- _WORKING DATA_
*** Begin section ***
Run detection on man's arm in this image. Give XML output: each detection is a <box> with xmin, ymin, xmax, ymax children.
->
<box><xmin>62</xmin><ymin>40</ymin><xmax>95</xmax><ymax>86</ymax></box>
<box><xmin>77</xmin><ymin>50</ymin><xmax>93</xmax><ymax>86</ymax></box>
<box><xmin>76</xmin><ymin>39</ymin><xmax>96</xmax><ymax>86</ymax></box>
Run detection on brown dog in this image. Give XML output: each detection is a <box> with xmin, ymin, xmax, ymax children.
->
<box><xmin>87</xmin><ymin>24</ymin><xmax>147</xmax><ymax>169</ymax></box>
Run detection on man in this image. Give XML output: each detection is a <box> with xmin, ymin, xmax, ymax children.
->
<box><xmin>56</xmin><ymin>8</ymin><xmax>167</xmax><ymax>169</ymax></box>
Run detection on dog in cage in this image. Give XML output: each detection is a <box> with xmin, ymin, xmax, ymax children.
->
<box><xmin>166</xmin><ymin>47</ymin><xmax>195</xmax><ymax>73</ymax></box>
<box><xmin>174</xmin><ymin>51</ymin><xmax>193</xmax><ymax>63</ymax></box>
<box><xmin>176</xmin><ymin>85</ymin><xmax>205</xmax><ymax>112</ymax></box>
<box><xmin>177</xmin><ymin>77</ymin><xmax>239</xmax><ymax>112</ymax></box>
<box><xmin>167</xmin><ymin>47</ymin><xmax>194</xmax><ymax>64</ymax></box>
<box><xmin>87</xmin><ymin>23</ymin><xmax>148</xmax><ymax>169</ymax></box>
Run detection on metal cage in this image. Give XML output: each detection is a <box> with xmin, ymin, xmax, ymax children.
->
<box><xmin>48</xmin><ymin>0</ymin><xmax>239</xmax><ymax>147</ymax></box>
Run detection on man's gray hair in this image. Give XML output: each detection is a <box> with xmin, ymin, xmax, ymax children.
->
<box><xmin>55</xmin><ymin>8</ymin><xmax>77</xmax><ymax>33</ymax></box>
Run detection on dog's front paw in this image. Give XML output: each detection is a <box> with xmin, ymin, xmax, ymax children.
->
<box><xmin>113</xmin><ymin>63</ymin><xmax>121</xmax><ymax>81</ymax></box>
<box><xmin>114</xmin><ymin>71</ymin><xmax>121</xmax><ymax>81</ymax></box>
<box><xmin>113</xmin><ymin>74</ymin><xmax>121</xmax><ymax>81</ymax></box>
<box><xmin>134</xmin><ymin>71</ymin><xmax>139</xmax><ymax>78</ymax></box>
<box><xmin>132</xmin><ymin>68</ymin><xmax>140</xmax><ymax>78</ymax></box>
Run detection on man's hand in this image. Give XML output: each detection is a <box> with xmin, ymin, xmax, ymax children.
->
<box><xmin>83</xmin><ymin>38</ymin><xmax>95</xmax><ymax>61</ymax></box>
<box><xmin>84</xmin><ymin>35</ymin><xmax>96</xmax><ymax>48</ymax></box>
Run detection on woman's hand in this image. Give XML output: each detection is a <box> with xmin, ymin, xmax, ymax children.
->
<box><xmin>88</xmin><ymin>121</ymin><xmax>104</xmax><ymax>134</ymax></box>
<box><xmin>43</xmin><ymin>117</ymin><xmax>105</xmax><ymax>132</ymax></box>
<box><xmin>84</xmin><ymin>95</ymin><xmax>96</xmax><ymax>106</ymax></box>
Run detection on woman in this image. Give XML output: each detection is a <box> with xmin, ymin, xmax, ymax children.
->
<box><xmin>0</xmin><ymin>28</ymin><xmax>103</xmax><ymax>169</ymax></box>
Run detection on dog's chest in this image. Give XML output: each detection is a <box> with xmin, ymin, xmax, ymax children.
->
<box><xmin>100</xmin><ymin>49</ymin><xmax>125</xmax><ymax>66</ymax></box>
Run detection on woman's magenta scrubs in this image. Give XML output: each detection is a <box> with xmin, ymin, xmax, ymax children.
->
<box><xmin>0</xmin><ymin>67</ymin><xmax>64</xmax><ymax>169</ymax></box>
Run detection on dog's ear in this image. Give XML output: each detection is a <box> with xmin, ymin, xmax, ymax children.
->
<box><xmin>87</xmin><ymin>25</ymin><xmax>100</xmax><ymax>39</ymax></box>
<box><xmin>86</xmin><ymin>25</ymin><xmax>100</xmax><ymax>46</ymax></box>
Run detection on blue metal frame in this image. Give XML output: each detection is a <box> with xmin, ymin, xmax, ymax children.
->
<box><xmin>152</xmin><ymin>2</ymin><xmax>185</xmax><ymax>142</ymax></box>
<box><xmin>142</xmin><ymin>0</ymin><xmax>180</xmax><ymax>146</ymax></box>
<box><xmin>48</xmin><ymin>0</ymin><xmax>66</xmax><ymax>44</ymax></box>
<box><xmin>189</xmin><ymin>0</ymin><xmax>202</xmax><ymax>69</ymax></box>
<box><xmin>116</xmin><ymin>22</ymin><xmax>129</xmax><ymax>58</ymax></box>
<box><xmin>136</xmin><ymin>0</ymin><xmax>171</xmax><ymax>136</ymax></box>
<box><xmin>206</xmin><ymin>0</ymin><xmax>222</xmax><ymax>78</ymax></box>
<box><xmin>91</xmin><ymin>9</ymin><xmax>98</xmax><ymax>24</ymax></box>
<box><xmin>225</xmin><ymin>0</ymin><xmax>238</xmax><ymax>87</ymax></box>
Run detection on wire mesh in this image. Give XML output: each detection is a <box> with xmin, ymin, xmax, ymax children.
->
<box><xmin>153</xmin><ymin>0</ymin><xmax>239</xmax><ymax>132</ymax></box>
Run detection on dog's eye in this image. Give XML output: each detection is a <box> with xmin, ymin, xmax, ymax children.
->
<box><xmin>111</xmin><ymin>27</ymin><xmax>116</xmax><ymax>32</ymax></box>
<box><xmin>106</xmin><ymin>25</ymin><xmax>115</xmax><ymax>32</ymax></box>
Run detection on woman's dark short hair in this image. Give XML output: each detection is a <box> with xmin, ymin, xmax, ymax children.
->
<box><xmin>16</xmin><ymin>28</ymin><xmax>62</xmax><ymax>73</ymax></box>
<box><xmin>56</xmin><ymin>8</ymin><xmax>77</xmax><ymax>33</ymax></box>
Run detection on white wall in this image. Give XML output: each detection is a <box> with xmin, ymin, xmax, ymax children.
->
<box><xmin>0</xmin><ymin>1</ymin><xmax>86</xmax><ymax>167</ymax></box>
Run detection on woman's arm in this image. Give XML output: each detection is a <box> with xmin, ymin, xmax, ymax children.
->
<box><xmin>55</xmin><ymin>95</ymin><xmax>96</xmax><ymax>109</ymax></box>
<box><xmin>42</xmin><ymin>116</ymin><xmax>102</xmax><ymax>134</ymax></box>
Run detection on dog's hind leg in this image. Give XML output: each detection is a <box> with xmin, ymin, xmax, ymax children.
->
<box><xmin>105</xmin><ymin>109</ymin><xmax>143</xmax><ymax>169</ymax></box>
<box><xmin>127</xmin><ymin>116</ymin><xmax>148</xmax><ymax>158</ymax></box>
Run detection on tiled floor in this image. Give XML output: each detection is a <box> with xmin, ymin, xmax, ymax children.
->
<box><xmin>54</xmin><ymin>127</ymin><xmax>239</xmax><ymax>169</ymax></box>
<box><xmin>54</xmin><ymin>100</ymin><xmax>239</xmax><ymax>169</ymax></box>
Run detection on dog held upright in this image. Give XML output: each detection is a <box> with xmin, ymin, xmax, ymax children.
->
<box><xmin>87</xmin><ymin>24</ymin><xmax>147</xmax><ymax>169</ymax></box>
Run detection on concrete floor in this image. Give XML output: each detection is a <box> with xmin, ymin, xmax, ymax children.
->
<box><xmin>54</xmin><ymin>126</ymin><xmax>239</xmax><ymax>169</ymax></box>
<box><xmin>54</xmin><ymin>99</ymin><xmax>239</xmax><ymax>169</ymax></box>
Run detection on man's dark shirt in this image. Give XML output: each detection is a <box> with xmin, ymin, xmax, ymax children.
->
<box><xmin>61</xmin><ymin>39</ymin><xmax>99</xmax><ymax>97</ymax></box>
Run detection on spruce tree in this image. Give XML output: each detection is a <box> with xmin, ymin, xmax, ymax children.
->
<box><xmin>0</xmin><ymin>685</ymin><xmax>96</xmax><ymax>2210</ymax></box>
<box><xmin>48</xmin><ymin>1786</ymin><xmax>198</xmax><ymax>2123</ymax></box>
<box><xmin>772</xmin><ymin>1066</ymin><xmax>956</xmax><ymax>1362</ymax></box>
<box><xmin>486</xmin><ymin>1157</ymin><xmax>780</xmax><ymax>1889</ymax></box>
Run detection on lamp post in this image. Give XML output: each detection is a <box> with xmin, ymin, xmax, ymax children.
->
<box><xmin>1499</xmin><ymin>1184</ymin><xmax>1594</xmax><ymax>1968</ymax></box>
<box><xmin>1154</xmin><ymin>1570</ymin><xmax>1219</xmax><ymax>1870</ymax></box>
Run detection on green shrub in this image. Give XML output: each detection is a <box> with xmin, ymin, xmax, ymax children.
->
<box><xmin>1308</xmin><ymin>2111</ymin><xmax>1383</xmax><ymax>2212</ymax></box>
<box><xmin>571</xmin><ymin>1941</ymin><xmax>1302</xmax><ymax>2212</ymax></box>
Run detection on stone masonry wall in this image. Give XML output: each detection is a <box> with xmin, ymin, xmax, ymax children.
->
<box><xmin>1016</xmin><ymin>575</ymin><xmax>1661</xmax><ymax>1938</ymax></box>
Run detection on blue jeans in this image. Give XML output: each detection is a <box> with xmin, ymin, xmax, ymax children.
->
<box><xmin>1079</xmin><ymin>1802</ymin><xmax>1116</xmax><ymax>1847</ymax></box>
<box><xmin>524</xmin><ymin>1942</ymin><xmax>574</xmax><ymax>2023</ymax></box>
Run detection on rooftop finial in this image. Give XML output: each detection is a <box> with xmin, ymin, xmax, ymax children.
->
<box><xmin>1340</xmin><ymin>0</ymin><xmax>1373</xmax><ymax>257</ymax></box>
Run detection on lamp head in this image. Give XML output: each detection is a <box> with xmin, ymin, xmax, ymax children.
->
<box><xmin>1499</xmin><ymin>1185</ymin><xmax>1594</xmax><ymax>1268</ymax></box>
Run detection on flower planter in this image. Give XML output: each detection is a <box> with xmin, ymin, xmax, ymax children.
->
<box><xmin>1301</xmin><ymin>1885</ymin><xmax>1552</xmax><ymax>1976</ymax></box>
*** End section ***
Report the number of lines in the listing where the string "floor" appears, and nothing besides.

2